I’ve got little skin in this game, but wanted to point out a few things.

The “docs-as-code” movement has been growing in popularity over the past several years. Most new startup FOSS projects don’t use wikis. If they do, they use the built-in wiki in the repo service they’re using. And even then, they stop if it becomes more than a few pages and switch to a docs repo built on Markdown or RST formatted text files, using CI to deploy to a static site.

There are probably lots of articles about this, but one that came to my mind from the “corporate world” was The Biggest Disadvantages of Using Corporate Wikis | Bloomfire and is just as applicable to FOSS communities. Such reasons that wikis have fallen out of favor for documentation, have led to services like ReadTheDocs becoming just as ubiquitous as GitHub, etc.

Also in open source projects, it’s important to think critically (and realistically!) about documentation. Especially how it will be maintained and by whom. Spoiler alert: Users never come in meaningful numbers to maintain and edit documentation beyond occasional typo fixes. This is another reason why “docs as code” has become the dominant strategy: The workflow fits in well with existing development practices – even if there are “dedicated resources” doing documentation, the process of code review and releases alongside software releases “just makes sense” for development projects. The Write The Docs community of documentarians have a good guide on this here: A beginner’s guide to writing documentation — Write the Docs.

- [WHAT THIS TASK INVOLVES]:
According to the post on docs as code, what is the most that users typically contribute when it comes to editing documentation? Rely only on the post on docs as code.

Entries labeling object positions
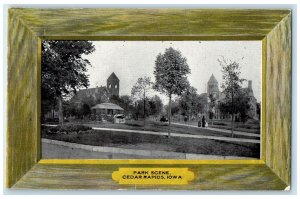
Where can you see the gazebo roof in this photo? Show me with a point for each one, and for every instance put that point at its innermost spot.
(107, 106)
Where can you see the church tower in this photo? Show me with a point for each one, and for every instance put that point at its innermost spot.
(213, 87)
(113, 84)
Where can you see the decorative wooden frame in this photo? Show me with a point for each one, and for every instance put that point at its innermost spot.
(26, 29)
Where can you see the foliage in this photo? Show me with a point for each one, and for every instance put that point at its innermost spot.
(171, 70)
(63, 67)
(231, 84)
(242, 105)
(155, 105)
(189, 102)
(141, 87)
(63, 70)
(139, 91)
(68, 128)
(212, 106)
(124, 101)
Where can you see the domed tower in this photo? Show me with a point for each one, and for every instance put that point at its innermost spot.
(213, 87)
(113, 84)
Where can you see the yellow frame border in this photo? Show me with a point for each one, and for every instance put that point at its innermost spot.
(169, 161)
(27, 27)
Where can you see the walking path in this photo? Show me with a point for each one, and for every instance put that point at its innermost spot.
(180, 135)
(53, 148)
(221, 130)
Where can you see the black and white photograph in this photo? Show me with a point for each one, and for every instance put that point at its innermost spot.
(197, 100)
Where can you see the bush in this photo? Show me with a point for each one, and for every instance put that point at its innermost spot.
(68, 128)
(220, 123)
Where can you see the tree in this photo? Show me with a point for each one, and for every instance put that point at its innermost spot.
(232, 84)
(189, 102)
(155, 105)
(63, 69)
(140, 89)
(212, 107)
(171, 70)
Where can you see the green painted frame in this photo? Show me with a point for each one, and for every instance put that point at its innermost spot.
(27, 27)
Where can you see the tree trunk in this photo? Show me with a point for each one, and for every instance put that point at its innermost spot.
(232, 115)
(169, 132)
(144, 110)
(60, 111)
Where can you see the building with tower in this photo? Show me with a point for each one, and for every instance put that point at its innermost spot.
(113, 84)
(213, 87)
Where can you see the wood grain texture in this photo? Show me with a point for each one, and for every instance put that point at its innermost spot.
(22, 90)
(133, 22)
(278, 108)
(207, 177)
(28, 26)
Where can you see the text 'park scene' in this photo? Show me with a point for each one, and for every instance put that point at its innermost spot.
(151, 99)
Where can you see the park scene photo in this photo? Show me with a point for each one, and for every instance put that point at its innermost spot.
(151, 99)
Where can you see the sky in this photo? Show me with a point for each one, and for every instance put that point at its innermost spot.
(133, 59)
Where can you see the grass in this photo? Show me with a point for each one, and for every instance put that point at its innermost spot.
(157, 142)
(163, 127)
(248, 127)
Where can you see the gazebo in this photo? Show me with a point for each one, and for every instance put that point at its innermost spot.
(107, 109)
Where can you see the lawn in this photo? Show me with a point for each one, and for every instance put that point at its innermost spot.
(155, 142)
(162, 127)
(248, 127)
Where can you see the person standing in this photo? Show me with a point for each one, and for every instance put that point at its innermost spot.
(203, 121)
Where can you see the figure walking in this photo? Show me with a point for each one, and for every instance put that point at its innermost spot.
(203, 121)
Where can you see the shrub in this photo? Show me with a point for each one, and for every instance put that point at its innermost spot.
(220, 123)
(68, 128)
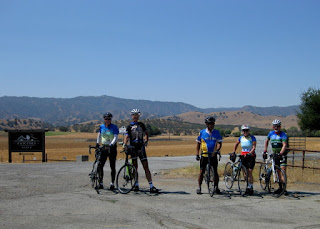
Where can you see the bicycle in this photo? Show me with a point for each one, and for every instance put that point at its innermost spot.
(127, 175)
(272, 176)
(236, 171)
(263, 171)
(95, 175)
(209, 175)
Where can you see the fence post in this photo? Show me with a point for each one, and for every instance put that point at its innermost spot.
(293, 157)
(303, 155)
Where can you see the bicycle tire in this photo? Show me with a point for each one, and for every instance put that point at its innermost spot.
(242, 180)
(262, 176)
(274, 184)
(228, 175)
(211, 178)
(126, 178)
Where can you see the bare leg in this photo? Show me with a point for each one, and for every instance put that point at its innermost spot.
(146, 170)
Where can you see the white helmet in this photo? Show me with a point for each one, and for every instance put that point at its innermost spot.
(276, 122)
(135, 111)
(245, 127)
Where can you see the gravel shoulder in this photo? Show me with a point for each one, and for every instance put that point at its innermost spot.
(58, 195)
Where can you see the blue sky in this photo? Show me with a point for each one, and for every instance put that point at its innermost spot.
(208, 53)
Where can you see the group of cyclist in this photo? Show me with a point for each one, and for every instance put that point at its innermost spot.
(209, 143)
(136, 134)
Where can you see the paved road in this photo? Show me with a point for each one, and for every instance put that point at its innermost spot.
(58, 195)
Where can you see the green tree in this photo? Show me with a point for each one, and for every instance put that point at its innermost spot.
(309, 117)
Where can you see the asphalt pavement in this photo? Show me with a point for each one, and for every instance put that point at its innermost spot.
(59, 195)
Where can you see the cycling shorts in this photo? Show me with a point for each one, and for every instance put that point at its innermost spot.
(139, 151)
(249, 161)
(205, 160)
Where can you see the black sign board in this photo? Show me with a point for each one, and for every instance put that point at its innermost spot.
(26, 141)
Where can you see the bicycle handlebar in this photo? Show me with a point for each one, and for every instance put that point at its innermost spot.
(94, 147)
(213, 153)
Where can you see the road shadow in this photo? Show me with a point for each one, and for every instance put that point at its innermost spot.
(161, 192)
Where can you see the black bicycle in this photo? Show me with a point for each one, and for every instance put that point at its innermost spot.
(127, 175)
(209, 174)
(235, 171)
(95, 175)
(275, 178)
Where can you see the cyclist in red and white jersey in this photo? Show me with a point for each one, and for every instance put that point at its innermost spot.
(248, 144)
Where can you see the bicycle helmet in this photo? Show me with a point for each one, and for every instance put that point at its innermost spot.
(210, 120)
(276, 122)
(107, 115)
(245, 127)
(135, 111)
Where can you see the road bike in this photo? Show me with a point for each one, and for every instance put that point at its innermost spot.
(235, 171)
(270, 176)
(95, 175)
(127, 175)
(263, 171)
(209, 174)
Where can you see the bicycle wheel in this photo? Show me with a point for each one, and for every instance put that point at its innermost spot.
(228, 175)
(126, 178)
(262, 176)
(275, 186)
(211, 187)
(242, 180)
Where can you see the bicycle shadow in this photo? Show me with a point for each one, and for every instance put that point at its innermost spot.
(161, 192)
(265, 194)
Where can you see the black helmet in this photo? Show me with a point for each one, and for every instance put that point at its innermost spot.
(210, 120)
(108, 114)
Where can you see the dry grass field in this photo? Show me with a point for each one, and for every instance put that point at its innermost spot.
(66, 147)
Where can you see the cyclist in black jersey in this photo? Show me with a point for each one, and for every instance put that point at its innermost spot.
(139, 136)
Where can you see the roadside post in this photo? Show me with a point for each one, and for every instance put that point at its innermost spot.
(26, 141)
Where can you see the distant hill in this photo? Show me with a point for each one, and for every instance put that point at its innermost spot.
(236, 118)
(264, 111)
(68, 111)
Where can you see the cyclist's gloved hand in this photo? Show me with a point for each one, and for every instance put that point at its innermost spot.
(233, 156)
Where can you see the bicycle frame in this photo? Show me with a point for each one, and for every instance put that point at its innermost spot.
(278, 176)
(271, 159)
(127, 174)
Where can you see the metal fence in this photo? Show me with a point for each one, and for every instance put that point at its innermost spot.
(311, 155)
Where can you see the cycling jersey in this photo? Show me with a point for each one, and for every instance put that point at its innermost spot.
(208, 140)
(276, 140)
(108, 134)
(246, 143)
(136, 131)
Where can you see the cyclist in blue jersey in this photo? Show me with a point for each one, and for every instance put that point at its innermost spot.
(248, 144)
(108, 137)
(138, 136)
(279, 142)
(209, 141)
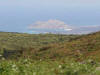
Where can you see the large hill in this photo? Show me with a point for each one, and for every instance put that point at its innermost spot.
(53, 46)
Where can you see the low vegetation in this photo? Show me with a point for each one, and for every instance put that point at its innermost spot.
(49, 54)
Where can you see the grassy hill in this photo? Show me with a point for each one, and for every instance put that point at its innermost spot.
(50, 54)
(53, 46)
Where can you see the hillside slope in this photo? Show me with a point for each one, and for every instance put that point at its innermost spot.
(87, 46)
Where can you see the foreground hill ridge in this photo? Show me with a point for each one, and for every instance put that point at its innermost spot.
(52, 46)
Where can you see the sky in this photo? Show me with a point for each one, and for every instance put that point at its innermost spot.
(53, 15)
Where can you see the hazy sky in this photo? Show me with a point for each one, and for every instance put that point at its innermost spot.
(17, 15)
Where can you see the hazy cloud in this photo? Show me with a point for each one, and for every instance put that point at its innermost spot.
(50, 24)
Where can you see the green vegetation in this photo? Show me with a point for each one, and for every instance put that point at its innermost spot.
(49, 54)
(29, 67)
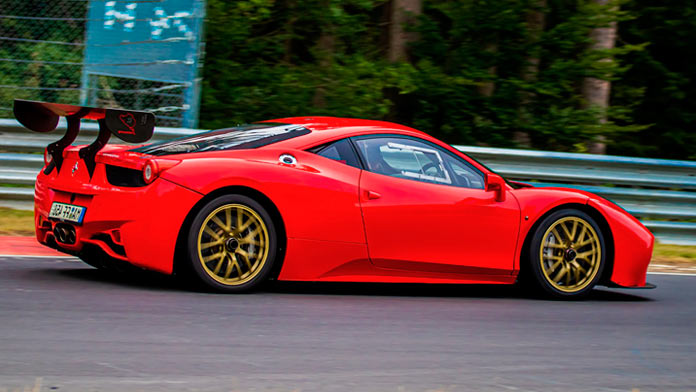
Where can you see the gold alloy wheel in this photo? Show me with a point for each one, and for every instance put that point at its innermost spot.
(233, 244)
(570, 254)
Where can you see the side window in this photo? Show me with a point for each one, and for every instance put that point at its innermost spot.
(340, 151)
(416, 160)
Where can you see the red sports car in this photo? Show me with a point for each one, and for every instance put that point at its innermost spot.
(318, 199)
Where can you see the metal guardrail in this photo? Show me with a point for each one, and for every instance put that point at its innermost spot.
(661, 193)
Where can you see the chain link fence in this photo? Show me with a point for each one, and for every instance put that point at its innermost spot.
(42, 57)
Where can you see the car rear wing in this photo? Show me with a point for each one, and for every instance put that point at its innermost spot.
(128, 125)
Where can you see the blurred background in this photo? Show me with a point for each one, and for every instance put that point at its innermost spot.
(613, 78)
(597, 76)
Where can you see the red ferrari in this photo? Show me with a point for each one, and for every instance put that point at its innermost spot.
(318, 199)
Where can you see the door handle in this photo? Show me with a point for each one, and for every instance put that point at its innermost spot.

- [FULL ANSWER]:
Occasional typo fixes.